* Your objective *
Please transcribe every entry below exactly as written.
BEGIN Records provided
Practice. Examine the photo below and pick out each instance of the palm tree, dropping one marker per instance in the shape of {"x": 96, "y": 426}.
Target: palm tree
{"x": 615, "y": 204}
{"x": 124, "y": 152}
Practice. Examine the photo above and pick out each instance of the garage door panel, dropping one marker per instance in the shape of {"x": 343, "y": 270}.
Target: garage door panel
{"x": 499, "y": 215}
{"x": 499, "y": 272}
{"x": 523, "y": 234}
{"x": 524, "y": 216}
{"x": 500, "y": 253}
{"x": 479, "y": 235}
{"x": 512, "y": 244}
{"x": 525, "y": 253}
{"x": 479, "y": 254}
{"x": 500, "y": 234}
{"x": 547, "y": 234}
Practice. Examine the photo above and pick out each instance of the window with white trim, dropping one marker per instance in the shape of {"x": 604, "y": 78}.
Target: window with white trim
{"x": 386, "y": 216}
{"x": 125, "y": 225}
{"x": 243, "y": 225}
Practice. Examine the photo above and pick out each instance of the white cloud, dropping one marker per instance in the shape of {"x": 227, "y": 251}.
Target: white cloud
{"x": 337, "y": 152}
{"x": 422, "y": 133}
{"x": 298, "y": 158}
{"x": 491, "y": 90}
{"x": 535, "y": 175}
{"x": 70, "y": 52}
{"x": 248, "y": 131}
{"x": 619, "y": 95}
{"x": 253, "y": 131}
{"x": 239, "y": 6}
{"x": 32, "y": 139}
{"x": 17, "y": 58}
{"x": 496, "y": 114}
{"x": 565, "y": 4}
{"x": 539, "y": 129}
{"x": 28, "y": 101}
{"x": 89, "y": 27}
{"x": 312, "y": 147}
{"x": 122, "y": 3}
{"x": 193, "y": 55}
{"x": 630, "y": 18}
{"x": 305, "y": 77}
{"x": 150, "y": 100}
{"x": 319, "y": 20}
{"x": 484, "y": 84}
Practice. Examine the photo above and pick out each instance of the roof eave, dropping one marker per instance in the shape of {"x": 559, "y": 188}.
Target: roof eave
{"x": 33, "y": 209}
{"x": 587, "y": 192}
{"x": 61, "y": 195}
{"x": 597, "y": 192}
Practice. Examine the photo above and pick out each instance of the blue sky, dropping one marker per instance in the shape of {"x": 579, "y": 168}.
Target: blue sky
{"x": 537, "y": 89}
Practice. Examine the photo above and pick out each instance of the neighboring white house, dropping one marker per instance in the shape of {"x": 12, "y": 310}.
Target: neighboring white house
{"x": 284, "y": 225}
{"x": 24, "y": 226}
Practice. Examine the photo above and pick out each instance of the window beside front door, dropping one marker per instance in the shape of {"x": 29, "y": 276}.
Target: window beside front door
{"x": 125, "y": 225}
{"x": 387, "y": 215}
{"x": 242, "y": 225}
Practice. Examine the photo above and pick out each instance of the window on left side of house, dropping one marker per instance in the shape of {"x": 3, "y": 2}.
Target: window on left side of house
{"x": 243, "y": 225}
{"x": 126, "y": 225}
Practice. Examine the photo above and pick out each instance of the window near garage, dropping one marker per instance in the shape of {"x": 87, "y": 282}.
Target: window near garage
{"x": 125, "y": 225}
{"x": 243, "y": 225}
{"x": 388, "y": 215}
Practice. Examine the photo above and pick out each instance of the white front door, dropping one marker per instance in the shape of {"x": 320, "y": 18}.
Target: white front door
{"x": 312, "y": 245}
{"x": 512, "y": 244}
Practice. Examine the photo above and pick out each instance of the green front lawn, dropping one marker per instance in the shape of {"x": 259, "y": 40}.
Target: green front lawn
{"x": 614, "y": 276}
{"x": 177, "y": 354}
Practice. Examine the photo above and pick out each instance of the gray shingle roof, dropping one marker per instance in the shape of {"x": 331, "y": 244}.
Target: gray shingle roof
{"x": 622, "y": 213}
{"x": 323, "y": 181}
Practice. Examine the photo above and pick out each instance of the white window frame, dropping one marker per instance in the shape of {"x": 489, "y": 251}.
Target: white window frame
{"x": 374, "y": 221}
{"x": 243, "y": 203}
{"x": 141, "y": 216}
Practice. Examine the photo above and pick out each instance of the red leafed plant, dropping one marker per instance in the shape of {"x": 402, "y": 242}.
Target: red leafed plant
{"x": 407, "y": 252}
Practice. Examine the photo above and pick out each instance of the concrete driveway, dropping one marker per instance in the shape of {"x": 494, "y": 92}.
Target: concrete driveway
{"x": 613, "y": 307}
END Records provided
* Expected answer *
Practice. Examine the photo below and pick out each instance of the palm tree, dropping one marker per instance in the shape of {"x": 96, "y": 426}.
Target: palm tree
{"x": 615, "y": 204}
{"x": 124, "y": 152}
Practice. Examine the photo above and pick out each instance of the garage door panel, dropping one marker per instance in the shape of {"x": 343, "y": 270}.
Target: garage door panel
{"x": 499, "y": 215}
{"x": 499, "y": 272}
{"x": 523, "y": 234}
{"x": 524, "y": 216}
{"x": 500, "y": 253}
{"x": 479, "y": 235}
{"x": 512, "y": 244}
{"x": 525, "y": 253}
{"x": 479, "y": 254}
{"x": 500, "y": 234}
{"x": 547, "y": 234}
Practice. Examine the photo above and pick out each instance of the window with white trim, dropping one marker per instance in the shape of {"x": 604, "y": 78}.
Target: window with white trim
{"x": 386, "y": 216}
{"x": 125, "y": 225}
{"x": 243, "y": 225}
Practice. Examine the photo above and pick out each instance of the white cloud, dropping one marker per instance in the shape of {"x": 227, "y": 251}.
Target: white cloud
{"x": 337, "y": 152}
{"x": 422, "y": 133}
{"x": 298, "y": 158}
{"x": 491, "y": 90}
{"x": 535, "y": 175}
{"x": 70, "y": 52}
{"x": 248, "y": 131}
{"x": 619, "y": 95}
{"x": 253, "y": 131}
{"x": 239, "y": 6}
{"x": 32, "y": 139}
{"x": 17, "y": 58}
{"x": 496, "y": 114}
{"x": 565, "y": 4}
{"x": 539, "y": 129}
{"x": 28, "y": 101}
{"x": 89, "y": 27}
{"x": 312, "y": 147}
{"x": 122, "y": 3}
{"x": 193, "y": 55}
{"x": 630, "y": 18}
{"x": 305, "y": 77}
{"x": 150, "y": 100}
{"x": 319, "y": 20}
{"x": 484, "y": 84}
Practice. Examine the photo above and pick out each instance of the roof eave, dropping one marker per instance in the shape of {"x": 559, "y": 188}.
Target: roof eave
{"x": 33, "y": 209}
{"x": 587, "y": 192}
{"x": 61, "y": 195}
{"x": 597, "y": 192}
Practice. Examine the photo above and pick out each instance of the blue sky, dropping one marker per instance in the shape of {"x": 579, "y": 168}.
Target: blue sky
{"x": 537, "y": 89}
Practice. Examine the photo above and pick out each instance of the neighboring white house, dropping one marker per instance in the shape of {"x": 12, "y": 310}.
Target: neighboring white house
{"x": 284, "y": 225}
{"x": 24, "y": 226}
Practice. Examine the photo above and pick out each instance of the window beside front door, dropping one marker per instance in the shape of {"x": 29, "y": 276}.
Target: window beside front door
{"x": 125, "y": 225}
{"x": 387, "y": 215}
{"x": 242, "y": 225}
Practice. Examine the photo above and pick out each instance of the window on left side of house, dropping one marker per instance in the shape of {"x": 3, "y": 2}.
Target: window on left side of house
{"x": 243, "y": 225}
{"x": 126, "y": 225}
Practice. Examine the photo above and pick out each instance of the window near garage, dropping one marker per instance in the shape of {"x": 87, "y": 282}.
Target: window near garage
{"x": 125, "y": 225}
{"x": 243, "y": 225}
{"x": 388, "y": 215}
Practice. Examine the photo above and pick out each instance of the white front door, dropping one marker per instance in the shape of {"x": 320, "y": 18}.
Target: white front door
{"x": 312, "y": 245}
{"x": 512, "y": 244}
Practice. Examine the photo above and pick out each instance of the green front lawn, dropping one marker per instance in the shape of {"x": 259, "y": 40}.
Target: green front lawn
{"x": 614, "y": 276}
{"x": 177, "y": 354}
Practice. Examine the photo above and pick out each instance of the gray shingle roof, dropping one marker per instance in the shape of {"x": 331, "y": 244}.
Target: gray shingle roof
{"x": 622, "y": 213}
{"x": 323, "y": 181}
Practice. Examine the photo above and pick out each instance of the white window frame, dropping one marker per instance in the shape of {"x": 489, "y": 251}.
Target: white window frame
{"x": 374, "y": 221}
{"x": 243, "y": 203}
{"x": 141, "y": 216}
Practice. Examine the photo above and pick out each instance of the red leafed plant, dropping one marker per instance in the shape of {"x": 402, "y": 242}.
Target: red leafed plant
{"x": 407, "y": 252}
Practice. Examine the photo above and pick out each instance of the concrete driveway, dropping one marker per instance in the shape of {"x": 494, "y": 92}.
Target: concrete driveway
{"x": 613, "y": 307}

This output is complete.